Copy every line of the listing below word for word, but leave out the pictures.
Begin
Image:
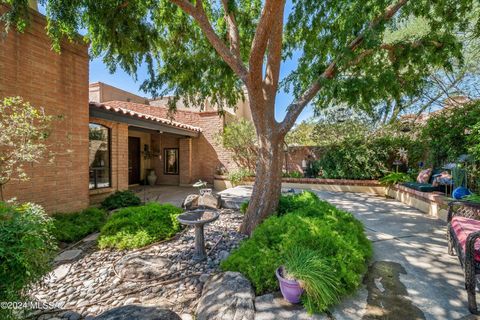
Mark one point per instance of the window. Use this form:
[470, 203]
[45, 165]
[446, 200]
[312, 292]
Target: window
[171, 161]
[99, 156]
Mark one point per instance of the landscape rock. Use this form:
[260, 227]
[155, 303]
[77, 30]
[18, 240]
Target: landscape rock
[212, 201]
[67, 255]
[138, 313]
[227, 295]
[191, 202]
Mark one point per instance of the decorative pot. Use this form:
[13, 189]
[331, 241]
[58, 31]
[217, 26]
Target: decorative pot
[460, 192]
[152, 178]
[291, 289]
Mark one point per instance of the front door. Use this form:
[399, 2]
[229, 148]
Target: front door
[133, 160]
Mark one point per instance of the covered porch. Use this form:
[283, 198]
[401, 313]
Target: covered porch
[139, 149]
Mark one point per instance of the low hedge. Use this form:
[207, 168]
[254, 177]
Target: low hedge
[27, 248]
[71, 227]
[305, 222]
[136, 227]
[121, 199]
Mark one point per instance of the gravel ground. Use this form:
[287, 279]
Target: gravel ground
[163, 274]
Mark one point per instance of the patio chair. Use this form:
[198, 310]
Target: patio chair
[462, 233]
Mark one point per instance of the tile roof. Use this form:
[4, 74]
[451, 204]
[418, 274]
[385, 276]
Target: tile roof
[113, 107]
End
### OUTPUT FOR THIS EXERCISE
Image:
Mark one point per instance of the window. Use this form:
[470, 203]
[45, 165]
[446, 200]
[312, 292]
Target: window
[171, 161]
[99, 156]
Mark one point per instance of the landscape rock. Use this form:
[260, 227]
[155, 303]
[77, 30]
[18, 240]
Target: landscape rock
[212, 201]
[67, 255]
[138, 313]
[227, 295]
[191, 202]
Mark one point per instance of the decorative pot. Use this form:
[13, 189]
[331, 241]
[58, 31]
[217, 26]
Target: decorative pot
[460, 192]
[152, 178]
[291, 289]
Mark one point per instance of the front door. Use this form:
[399, 2]
[229, 148]
Target: front door
[133, 160]
Mark one point per instance of the covered porch. Use this form:
[283, 198]
[401, 313]
Target: covered porch
[139, 149]
Mark one point per instance of the low hedge. Use this form:
[207, 168]
[254, 177]
Target: low hedge
[27, 248]
[71, 227]
[305, 222]
[136, 227]
[121, 199]
Mark one point per instance of the gravel ground. Use this form:
[287, 279]
Target: gravel ground
[163, 274]
Mark one point per instance of the patio chair. Use this form:
[198, 310]
Target: patio chair
[462, 233]
Mark one point per instance of the tile roof. Use this form:
[4, 74]
[451, 204]
[418, 274]
[385, 276]
Target: tile roof
[113, 107]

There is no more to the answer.